ESTRATTO DEL TESTO
※ ※ ※

Saracinesche abbassate – alcune anche listate a lutto -, pagine di necrologi, bare ammassate da qualche parte (tra gli obitori e le camere mortuarie) e portate altrove perché non c'era più spazio nemmeno nelle anticamere per la cremazione: è questo lo scenario che è sullo sfondo di un Paese, una fetta d'Italia, messo in ginocchio da un nemico invisibile capace di distruggere ogni cosa. Pane e disperazione. Pane e rabbia. Pane e lacrime. Null'altro c'è come companatico in questi tempi durissimi, dove il fervore lavorativo e il mito della produttività sono state spazzate via, ricordando all'uomo che la vita di una persona ha un valore inestimabile.

È per questo che se mi chiedono di giocare – ammette Gastaldello nell'intervista a Repubblica – io dico no. Nessuno di noi si sente al sicuro e nemmeno mi sembra ci siano i presupposti per andare in campo. Ci chiedono di allenarci da subito e bene per disputare 12 partite in 45 giorni dopo essere stati fermi del tutto per un paio di mesi. È folle… perché così rischiamo di farci male.

※ ※ ※

MATERIALE
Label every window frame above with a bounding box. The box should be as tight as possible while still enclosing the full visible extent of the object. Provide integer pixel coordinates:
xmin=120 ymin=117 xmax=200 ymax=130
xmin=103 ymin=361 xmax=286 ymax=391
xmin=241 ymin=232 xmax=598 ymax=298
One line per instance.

※ ※ ※

ATTIVITÀ
[a] Puoi estrarre dal brano sul Paese messo in ginocchio il passo che comincia con "Saracinesche abbassate –" e prosegue fino a "un valore inestimabile.", copiandolo parola per parola?
[b] Come prosegue il brano sul Paese messo in ginocchio dopo l'ultima frase? Scrivine il seguito.

RISPOSTE PER ATTIVITÀ
[a]
Saracinesche abbassate – alcune anche listate a lutto -, pagine di necrologi, bare ammassate da qualche parte (tra gli obitori e le camere mortuarie) e portate altrove perché non c'era più spazio nemmeno nelle anticamere per la cremazione: è questo lo scenario che è sullo sfondo di un Paese, una fetta d'Italia, messo in ginocchio da un nemico invisibile capace di distruggere ogni cosa. Pane e disperazione. Pane e rabbia. Pane e lacrime. Null'altro c'è come companatico in questi tempi durissimi, dove il fervore lavorativo e il mito della produttività sono state spazzate via, ricordando all'uomo che la vita di una persona ha un valore inestimabile.

[b]
Prevenzione, controllo, rispetto del distanziamento e – in caso di positività – isolamento oltre a test diagnosticai a tappeto per verificare l'evoluzione del contagio. È così che la Germania si prepara a tornare in campo. La Bundesliga farà dal 15 maggio secondo quel protocollo medico/scientifico che ha convinto anche il primo ministro, Angela Merkel, e incoraggiato le società ad accettare il "rischio calcolato", una sorta di "pericolo accettabile" che rappresentano il male minore affinché lo spettacolo possa continuare. Non è solo questione sportiva ma di business che tiene in vita un sistema all'interno del quale i calciatori sono la parte più esposta (e meglio pagata) ma annovera anche un esercito di persone che lavora dietro le quinte.

A Brescia (e non solo) la pensano in maniera differente. La posizione del presidente, Massimo Cellino, è sempre stata molto chiara: no alla ripresa del campionato a ogni costo. Un'opinione dissonante rispetto all'unanimità annunciata dalla Lega Calcio. Un'opinione che cova sotto la cenere come le perplessità fortissime dei medici sportivi, per nulla disposti ad assumersi la responsabilità (anche giuridica) di acconsentire alla "nuova" idoneità per i calciatori.

Abbiamo paura perché siamo esposti tutti. Noi calciatori come anche magazzinieri, fisioterapisti, massaggiatori – ha aggiunto Gastaldello -. Per ripartire vorrebbero che ci chiudessimo in ritiro per un paio di mesi. È vero che siamo professionisti ma anche esseri umani… abbiamo mogli, figli. E qui a Brescia tutti noi conosciamo qualcuno che ha avuto una tragedia e l'ha vissuta in prima persona. Abbiamo visto quanto basti poco per rovinare una famiglia.